Let us not become weary in doing good
Human nature can be fascinating and complicated at times, some people naturally think kindness is something completely selfless that we do out of love and compassion for our fellow humans, while others instinctively believe that someone being kind to them is just a manipulative tool that people use to trick others to reap the benefits.
Retirement living, Nursing and Health Care workers usually fall into the first category and choose our industry because much of what we do each day is motivated by a desire to care and serve others. Working in a role that inherently requires kindness and enables a person to make a difference in the lives of others, encourages staff to develop positive feelings about work which fuels genuine job satisfaction and long-term staff retention.
Balancing the needs and choices of the more than a thousand of people who receive our services every day can be quite difficult and at times present a real challenge in meeting everyone’s expectations and our own desire to do a good job, care and serve. It can be even more difficult when a person is unhappy and the cause is out of our control.

........

◆ Parts of the exercise
1 - In the text on kindness in care work, how many people receive the services every day?
2 - Write the next paragraph of the text on kindness in care work.
The listing comes from a separate source.

◆ Stored data entries
........

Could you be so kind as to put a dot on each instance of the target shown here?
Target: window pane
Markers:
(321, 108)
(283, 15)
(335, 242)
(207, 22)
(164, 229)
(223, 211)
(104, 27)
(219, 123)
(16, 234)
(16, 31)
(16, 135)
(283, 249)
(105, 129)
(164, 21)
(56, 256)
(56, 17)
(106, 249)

........

◆ Results for the exercise
1 - More than a thousand people.

2 -
I recall as a final year student nurse being loudly and aggressively yelled at by a patient who didn’t like the bitter percolated coffee provided on the morning tea round by the catering staff. It was the early 90’s, nurse-to-patient ratios were not mandated, most major hospitals were in budget crisis and 6 acutely ill patients to manage on my own as a student was considered a pretty easy shift. I didn’t have anything to do with preparing or delivering the coffee, in fact I didn’t even have “good coffee for patients” on my radar of critical things I needed to get through on my nursing shift. I had a ward of 6 patients to complete vital signs observations on, medicate, attend to wound dressings, get up with the aid of various frames and devices to move each of them in turn in and out of the single shared ward bathroom to get showered, dressed etc. The bitterness level of the morning tea coffee was not part of my sphere of influence, yet still I found myself apologising for it, looking for extra sugar sachets and trying to work out how to appease the angry patient, settle the rest of the patients on my ward that were now upset at seeing and hearing me being yelled at and when this was sorted still find time to get my actual nursing work done… It was my first real experience of what unfortunately has become common place in society where frontline staff receive blame and sometimes abuse about issues that have nothing to do with their work, role or capacity to influence.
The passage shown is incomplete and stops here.